Text excerpt:
►

Distance-hereditary graphs are defined by the property that every connected induced subgraph has the same distances. So you can pick an arbitrary starting vertex $v_1$ and then choose each successive vertex to be any not-already-chosen vertex that is adjacent to a previously-chosen vertex.

The chordal graphs are the graphs that have an ordering with the property that each successive vertex, when added, has a clique for its neighbors. This ordering is obviously distance-preserving.

Similarly, median graphs (including your grid example) have the property that, for any breadth-first ordering, each vertex has a hypercube neighborhood at the time it is added. (See pages 76–77 of Eppstein et al, "Media Theory", Springer, 2008). Again, this property means that the addition cannot change the distances among the previous vertices.

There's a class of graphs that I don't know a name for, generalizing both chordal and distance-hereditary graphs, that can be recognized in polynomial time and that have your property. They are the connected graphs that can be built up from a single vertex by adding vertices one by one, where the neighbors of each new vertex are a subset of one of the closed neighborhoods of the previous graph. They are almost (but not quite) the same as the dismantlable graphs, the difference being that the new vertex does not have to be adjacent to the vertex whose neighborhood is being copied. An elimination ordering of a chordal graph is a construction of this type where each new vertex chooses a clique subset of a neighborhood. Similarly distance-hereditary graphs have a construction of this type where the neighbors of each new vertex are an entire closed neighborhood, an open neighborhood, or a single vertex. Each new vertex can't change the distances of the previous vertices, so this construction sequence has the property you're looking for.

◄

Instruction:
Repeat word for word the part of the passage on distance-preserving graph orderings that begins at the words "The chordal graphs" and ends after the words "is obviously distance-preserving.".

Given information:

►

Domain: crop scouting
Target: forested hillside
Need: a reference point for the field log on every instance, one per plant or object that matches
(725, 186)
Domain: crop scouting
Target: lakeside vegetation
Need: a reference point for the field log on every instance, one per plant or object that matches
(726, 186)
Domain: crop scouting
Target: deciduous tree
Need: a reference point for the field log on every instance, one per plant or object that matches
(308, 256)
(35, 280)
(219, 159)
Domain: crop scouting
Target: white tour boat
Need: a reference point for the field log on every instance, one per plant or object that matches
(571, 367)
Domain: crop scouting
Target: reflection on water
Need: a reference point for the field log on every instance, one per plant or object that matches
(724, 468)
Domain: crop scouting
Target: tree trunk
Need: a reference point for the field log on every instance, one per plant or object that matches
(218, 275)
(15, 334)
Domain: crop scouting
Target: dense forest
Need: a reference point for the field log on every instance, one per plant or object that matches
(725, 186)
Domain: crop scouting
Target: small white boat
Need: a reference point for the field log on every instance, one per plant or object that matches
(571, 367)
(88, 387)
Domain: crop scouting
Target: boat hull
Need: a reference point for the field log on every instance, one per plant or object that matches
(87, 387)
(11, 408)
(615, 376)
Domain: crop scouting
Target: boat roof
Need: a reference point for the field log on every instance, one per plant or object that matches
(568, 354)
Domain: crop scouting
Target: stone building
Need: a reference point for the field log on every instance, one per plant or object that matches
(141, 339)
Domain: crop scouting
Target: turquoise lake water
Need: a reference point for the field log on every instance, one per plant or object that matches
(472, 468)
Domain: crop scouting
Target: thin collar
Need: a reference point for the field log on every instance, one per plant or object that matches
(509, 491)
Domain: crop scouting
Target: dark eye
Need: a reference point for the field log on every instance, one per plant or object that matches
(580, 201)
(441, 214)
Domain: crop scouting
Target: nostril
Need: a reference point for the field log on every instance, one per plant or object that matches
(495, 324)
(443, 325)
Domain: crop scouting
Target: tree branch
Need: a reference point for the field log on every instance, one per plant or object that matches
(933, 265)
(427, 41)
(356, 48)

◄

Solution to the problem:
The chordal graphs are the graphs that have an ordering with the property that each successive vertex, when added, has a clique for its neighbors. This ordering is obviously distance-preserving.